Coordinate annotation records
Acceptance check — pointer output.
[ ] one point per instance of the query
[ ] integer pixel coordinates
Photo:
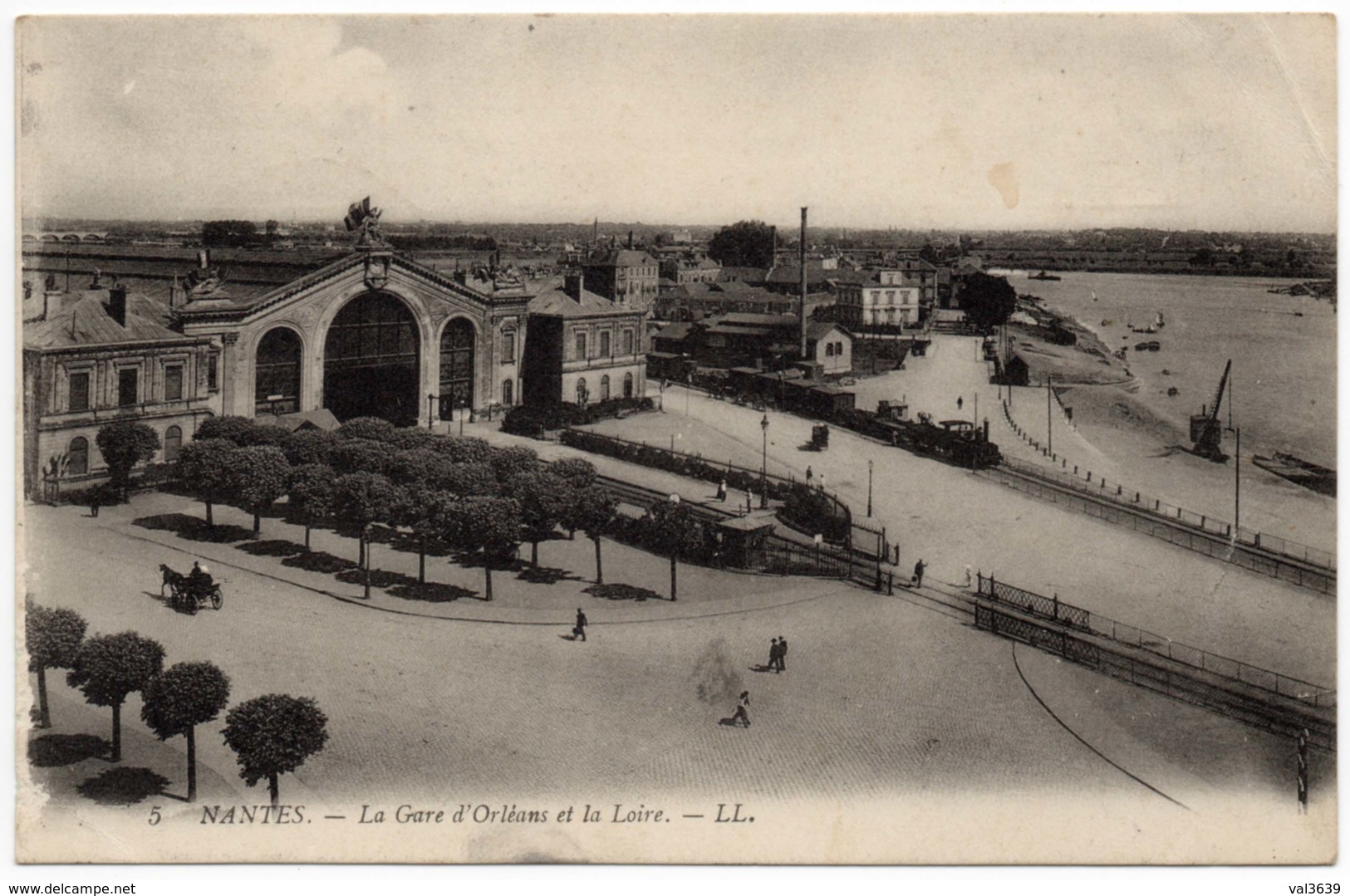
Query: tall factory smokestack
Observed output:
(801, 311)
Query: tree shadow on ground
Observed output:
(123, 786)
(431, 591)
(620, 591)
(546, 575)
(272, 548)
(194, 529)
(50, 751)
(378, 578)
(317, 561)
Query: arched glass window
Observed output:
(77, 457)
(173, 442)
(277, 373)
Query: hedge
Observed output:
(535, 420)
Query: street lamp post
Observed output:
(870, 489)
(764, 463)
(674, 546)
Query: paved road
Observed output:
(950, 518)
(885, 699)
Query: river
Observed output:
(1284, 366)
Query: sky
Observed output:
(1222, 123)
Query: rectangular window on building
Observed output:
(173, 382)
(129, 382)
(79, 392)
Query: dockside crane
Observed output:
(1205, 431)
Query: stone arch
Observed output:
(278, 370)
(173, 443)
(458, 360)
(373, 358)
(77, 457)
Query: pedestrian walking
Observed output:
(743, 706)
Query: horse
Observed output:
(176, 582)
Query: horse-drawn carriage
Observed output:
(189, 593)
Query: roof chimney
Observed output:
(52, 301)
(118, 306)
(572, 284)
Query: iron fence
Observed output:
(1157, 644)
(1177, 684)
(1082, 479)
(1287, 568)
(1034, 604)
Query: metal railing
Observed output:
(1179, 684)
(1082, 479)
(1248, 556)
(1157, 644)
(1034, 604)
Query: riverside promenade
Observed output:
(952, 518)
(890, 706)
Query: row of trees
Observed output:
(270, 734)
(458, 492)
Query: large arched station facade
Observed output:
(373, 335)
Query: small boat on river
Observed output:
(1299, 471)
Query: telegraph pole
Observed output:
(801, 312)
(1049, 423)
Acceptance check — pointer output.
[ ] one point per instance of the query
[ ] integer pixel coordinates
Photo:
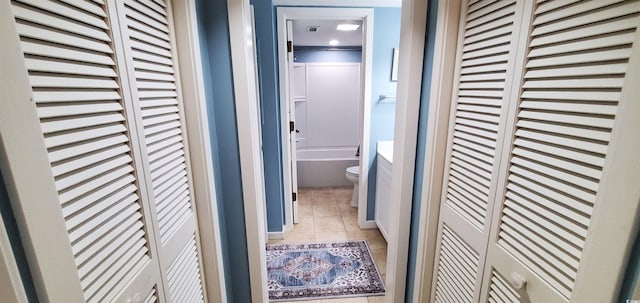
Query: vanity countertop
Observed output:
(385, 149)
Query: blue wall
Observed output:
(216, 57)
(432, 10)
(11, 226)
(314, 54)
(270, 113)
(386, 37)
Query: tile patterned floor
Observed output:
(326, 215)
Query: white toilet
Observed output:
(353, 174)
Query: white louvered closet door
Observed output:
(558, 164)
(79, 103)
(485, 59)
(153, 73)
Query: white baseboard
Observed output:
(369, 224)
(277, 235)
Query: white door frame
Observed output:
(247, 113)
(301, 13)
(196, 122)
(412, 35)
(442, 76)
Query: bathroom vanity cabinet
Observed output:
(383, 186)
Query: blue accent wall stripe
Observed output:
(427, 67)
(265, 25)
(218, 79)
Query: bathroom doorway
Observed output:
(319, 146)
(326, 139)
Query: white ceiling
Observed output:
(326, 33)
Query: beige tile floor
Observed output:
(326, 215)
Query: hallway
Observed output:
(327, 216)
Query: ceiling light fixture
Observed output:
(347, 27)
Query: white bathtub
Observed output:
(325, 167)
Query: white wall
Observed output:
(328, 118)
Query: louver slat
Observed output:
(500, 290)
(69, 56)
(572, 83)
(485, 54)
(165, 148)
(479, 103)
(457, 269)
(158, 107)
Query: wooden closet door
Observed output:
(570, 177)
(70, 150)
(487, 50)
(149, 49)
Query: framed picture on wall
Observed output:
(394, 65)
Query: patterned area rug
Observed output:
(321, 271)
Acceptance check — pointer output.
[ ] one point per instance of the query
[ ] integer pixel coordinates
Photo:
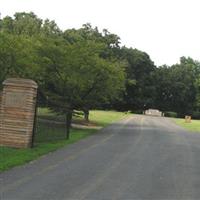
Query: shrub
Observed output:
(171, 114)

GIVEN PROBLEM
The records above need to be given again exactly. Omit the pictures.

SOLUTION FOR THIS PROBLEM
Acceptance check — pointer output.
[ ] one point per instance of the query
[ ] integer pixel coordinates
Photo:
Query: tall factory smokestack
Observed output:
(801, 311)
Query: tree shadow on ground
Observed output:
(123, 786)
(431, 591)
(620, 591)
(546, 575)
(272, 548)
(194, 529)
(50, 751)
(378, 578)
(317, 561)
Query: arched glass window
Observed output:
(77, 457)
(173, 442)
(277, 373)
Query: hedge
Observed output:
(535, 420)
Query: street lamp post
Observed output:
(870, 489)
(764, 463)
(674, 546)
Query: paved road
Observed output:
(950, 518)
(885, 699)
Query: river
Observed output:
(1284, 366)
Query: sky
Observed output:
(1222, 123)
Query: rectangular window on building
Observed output:
(173, 382)
(129, 382)
(79, 392)
Query: dockside crane
Observed output:
(1205, 431)
Query: stone arch
Observed output:
(278, 370)
(173, 443)
(458, 360)
(373, 358)
(77, 457)
Query: pedestrian walking
Observed output:
(743, 706)
Query: horse
Observed output:
(176, 582)
Query: horse-drawn carriage
Observed output:
(189, 593)
Query: roof chimney
Observed output:
(52, 301)
(118, 306)
(572, 284)
Query: iron fence
Observed output:
(1157, 644)
(1177, 684)
(1082, 479)
(1287, 568)
(1034, 604)
Query: metal railing
Observed output:
(1179, 684)
(1082, 479)
(1248, 556)
(1157, 644)
(1034, 604)
Query: riverside promenade
Observed output:
(952, 518)
(890, 706)
Query: row of trees
Observed output:
(270, 734)
(458, 492)
Query: large arched station facade
Observed output:
(373, 335)
Query: small boat on river
Observed output:
(1299, 471)
Query: telegraph pole
Observed output:
(801, 312)
(1049, 423)
Acceptance check — pointer output.
[ ] one point per instance of the query
[ ] integer pixel coordinates
Photo:
Query: vanity countertop
Observed output:
(385, 149)
Query: blue wall
Observed output:
(216, 57)
(432, 10)
(11, 226)
(314, 54)
(270, 113)
(386, 37)
Query: tile patterned floor
Observed output:
(326, 215)
Query: white toilet
Observed output:
(353, 174)
Query: white louvered closet door
Observed output:
(558, 164)
(79, 103)
(485, 59)
(153, 73)
Query: white baseboard
Observed output:
(369, 224)
(277, 235)
Query: white door frame
Observed output:
(247, 113)
(301, 13)
(196, 122)
(412, 35)
(442, 76)
Query: bathroom vanity cabinet
Observed output:
(383, 186)
Query: blue accent wall stripe
Observed output:
(427, 67)
(265, 25)
(218, 79)
Query: bathroom doorway
Observed output:
(319, 146)
(326, 139)
Query: white ceiling
Observed output:
(326, 33)
Query: beige tile floor
Observed output:
(326, 215)
Query: hallway
Observed output:
(327, 216)
Query: ceiling light fixture
Observed output:
(347, 27)
Query: white bathtub
Observed output:
(325, 167)
Query: white wall
Observed output:
(328, 118)
Query: louver slat
Observed output:
(500, 290)
(69, 56)
(572, 83)
(485, 54)
(165, 148)
(479, 103)
(457, 269)
(158, 107)
Query: wooden closet door
Observed output:
(570, 177)
(70, 150)
(487, 50)
(149, 49)
Query: framed picture on wall
Observed output:
(394, 65)
Query: patterned area rug
Observed output:
(321, 271)
Acceptance check — pointer output.
[ ] one point per instance of the query
[ ] integer pixel coordinates
Photo:
Query: shrub
Observed output:
(171, 114)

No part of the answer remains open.